===== EXTRAIT DU TEXTE =====

De même, les données chiffrés relatives à l'attribution des mandats de redressement judiciaires et des mandats de sauvegardes mentionnés comme plus rémunérateurs ne sont pas exhaustives puisque la comparaison est effectuée après avoir exclu le mandataire ayant reçu 448 mandats sur 1 341 et les professionnels ayant reçu moins de 10 redressements judiciaires ou moins de 5 sauvegardes.

En revanche, le tableau relatif à la répartition par qualité des mandats attribués par le tribunal de commerce de Paris à l'ensemble des 21 études pour les années 2012-2019 est intéressant dans la mesure où il mentionne que sur les 3 190 mandats attribués sur la période, 2 710 relèvent des 3 premières classes, 266 de la 4ème, 128 de la 5ème et 86 de la 6ème.

Il démontre que les répartitions sont équitables s'agissant des dossiers impécunieux et les plus lucratifs puisque les deux études ayant obtenu chacune 17 dossiers de 6ème classe se sont vu attribuer 1827 dossiers impécunieux.

De même, 7 études n'ont obtenu aucun dossier de 6ème classe et 5 études un dossier, les pourcentages étant relativement équivalents s'agissant des dossiers de 5ème classe.

Une conclusion similaire peut être effectuée à la lecture du même tableau concernant le tribunal de commerce de Nanterre.

M. Chouillou, juge consulaire au tribunal de commerce de Nanterre de 2005 à 2018 et président de chambre de 2015 à 2018, a d'ailleurs attesté être très satisfait de sa compétence et forte implication, comptabilisant 20 désignations sur 3 ans dans sa seule chambre, pour des dossiers de taille moyenne à petite mais ajouté qu'il n' avait pas eu de dossiers de taille importante à traiter depuis 2016.

L'analyse de ces tableaux n'est pas de nature à démontrer une discrimination à l'encontre de Mme [R], puisque :

- d'une part, d'autres administrateurs judiciaires sont moins bien lotis qu'elle à [Localité 8] et de matière similaire à [Localité 7],

- d'autre part, l'allégation selon laquelle la 'classe 3" correspondant à un effectif de 10 à 19 personnes et un chiffre d'affaires de 750 000 à 3 000 000 euros n'a aucune rentabilité économique n'est pas prouvée,

- enfin, les désignations moindres concernant les classes 4 à 6 peuvent s'expliquer par la taille supérieure des autres sociétés d'administrateurs judiciaires comportant un nombre plus important d'associés et de personnel, des structures plus adaptées et un fonds de roulement plus important, permettant d'assumer la gestion des dossiers les plus complexes,

- les tribunaux de commerce doivent rester libres de nommer les administrateurs judiciaires qu'ils estiment les meilleurs pour telle ou telle affaire, sans être obliger d'effectuer des désignations à tour de rôle de nature à perturber le bon fonctionnement des procédures de redressement judiciaire.

===== DONNÉES AFFICHÉES =====

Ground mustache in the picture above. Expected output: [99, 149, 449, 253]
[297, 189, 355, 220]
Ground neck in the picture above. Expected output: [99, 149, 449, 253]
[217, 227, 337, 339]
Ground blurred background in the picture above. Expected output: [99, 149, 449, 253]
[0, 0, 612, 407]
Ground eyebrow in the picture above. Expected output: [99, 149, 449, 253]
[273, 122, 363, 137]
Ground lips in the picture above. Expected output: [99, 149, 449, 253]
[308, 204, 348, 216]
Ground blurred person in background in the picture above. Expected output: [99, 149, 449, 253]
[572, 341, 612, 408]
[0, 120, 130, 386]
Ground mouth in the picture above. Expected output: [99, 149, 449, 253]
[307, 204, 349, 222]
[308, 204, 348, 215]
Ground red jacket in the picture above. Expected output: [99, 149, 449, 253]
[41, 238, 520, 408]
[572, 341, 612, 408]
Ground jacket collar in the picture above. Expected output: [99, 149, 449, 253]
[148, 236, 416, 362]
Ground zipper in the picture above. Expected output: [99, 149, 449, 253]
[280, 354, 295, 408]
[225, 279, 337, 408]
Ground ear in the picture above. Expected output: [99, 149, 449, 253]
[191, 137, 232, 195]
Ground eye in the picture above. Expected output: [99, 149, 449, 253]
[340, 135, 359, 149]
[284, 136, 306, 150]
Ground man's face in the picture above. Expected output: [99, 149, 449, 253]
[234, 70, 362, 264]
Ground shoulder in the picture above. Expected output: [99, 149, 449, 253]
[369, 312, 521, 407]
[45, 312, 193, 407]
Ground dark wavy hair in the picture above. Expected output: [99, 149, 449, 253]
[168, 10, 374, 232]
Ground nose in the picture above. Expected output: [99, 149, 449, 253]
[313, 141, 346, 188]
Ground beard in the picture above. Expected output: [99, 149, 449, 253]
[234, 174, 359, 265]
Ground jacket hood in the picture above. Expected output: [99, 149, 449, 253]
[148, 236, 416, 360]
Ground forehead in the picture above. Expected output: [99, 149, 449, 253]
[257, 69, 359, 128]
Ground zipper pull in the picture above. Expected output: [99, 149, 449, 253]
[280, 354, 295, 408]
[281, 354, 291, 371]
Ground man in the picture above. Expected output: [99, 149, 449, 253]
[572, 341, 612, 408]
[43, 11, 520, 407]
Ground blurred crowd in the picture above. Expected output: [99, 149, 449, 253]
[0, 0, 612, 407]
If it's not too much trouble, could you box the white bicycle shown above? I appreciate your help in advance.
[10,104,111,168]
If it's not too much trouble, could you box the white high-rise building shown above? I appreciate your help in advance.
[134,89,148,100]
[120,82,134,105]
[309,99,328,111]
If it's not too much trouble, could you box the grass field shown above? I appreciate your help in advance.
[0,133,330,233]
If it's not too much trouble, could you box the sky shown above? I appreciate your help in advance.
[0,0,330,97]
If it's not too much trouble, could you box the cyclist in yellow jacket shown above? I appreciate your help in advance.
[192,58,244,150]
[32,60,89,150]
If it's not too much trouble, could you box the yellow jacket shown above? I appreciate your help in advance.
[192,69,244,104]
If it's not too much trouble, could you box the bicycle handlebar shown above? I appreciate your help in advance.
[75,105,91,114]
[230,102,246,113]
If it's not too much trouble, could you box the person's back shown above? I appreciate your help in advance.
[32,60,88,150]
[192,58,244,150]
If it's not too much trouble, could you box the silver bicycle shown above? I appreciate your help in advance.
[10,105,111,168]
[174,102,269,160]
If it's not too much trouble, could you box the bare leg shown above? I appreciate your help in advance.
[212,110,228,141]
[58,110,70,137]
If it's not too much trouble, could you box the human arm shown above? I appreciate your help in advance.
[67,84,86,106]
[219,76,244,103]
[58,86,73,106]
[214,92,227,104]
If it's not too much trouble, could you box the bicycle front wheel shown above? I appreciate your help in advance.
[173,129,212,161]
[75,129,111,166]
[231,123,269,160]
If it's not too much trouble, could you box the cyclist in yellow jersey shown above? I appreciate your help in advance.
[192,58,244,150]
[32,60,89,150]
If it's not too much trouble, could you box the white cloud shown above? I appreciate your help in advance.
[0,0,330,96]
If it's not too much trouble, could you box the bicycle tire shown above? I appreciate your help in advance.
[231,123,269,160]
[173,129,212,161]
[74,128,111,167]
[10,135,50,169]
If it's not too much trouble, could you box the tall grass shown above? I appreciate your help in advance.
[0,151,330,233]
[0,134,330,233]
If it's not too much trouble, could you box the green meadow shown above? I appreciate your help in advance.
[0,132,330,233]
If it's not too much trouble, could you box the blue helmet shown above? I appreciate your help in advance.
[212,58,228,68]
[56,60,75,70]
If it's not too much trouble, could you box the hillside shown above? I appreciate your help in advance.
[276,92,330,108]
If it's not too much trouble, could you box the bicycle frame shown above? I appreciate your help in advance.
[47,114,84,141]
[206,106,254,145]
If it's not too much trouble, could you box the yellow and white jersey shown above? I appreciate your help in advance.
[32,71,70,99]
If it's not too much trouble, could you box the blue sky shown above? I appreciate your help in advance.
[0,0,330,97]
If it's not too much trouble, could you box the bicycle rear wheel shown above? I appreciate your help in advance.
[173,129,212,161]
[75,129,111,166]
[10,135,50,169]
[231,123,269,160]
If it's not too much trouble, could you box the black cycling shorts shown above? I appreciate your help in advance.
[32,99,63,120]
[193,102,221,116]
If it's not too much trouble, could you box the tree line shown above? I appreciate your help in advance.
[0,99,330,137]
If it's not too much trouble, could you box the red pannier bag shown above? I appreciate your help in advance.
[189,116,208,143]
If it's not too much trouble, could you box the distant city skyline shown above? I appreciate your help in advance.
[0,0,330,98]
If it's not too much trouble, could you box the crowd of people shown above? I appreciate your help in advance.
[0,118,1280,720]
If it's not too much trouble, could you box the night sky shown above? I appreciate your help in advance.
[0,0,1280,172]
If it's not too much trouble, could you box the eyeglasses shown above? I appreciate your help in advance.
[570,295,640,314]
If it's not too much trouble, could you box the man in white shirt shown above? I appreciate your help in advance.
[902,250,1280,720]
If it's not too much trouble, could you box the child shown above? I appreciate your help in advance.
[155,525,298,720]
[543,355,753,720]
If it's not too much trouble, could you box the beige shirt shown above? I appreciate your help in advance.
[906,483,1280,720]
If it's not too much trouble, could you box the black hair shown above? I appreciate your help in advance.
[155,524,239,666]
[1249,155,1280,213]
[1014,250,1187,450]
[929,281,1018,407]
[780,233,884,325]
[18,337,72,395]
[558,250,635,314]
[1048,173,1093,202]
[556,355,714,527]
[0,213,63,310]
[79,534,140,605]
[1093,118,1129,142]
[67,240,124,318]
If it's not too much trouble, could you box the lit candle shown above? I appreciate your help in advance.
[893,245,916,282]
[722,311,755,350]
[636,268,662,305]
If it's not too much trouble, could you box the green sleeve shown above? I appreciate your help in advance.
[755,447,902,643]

=====
===== DONNÉES AFFICHÉES =====

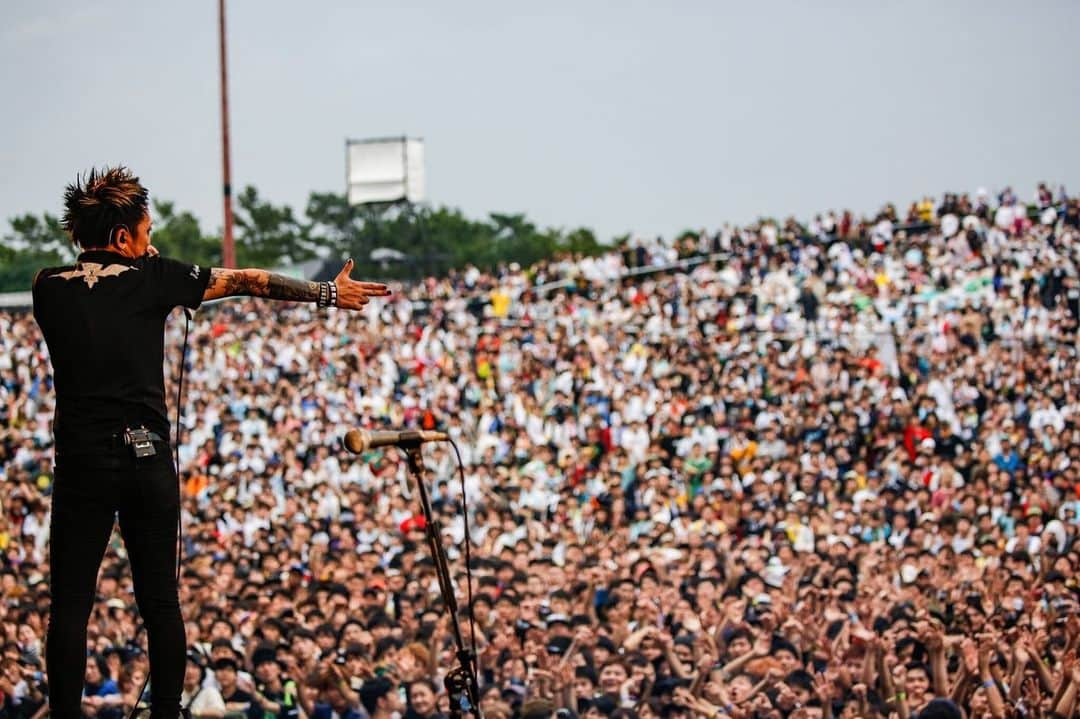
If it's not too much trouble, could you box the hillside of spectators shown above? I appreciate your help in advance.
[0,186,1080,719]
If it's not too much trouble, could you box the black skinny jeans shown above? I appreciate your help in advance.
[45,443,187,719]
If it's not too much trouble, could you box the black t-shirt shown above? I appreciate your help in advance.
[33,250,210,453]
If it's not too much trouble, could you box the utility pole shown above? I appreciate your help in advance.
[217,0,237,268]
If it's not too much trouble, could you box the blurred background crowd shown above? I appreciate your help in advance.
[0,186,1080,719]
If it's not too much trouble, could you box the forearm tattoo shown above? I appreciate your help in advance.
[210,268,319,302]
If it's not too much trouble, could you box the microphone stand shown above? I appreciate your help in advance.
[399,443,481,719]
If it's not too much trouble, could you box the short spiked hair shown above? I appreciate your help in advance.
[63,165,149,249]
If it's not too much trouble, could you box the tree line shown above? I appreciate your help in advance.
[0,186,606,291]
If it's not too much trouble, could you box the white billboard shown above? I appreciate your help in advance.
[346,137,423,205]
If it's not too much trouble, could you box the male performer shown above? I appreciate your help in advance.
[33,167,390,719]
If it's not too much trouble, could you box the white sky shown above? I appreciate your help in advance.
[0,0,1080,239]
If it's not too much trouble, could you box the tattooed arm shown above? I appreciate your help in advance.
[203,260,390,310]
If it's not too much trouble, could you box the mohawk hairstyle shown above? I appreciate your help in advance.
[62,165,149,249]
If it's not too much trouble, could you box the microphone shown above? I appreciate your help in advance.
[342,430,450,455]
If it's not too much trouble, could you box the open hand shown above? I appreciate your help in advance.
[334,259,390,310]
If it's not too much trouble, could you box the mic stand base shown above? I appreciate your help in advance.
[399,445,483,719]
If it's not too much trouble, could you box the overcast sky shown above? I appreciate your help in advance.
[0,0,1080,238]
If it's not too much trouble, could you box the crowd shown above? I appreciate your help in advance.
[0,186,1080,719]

=====

*EXERCICES À RÉSOUDRE:*
1. Relevez toutes les années mentionnées dans l'extrait du texte, chacune une seule fois, dans leur ordre d'apparition.
2. Renvoyez chaque ligne des enregistrements où figure le mot « green ».

*SOLUTIONS DANS L'ORDRE:*
1. 2012, 2019, 2005, 2018, 2015, 2016

2.
If it's not too much trouble, could you box the green meadow shown above? I appreciate your help in advance.
If it's not too much trouble, could you box the green sleeve shown above? I appreciate your help in advance.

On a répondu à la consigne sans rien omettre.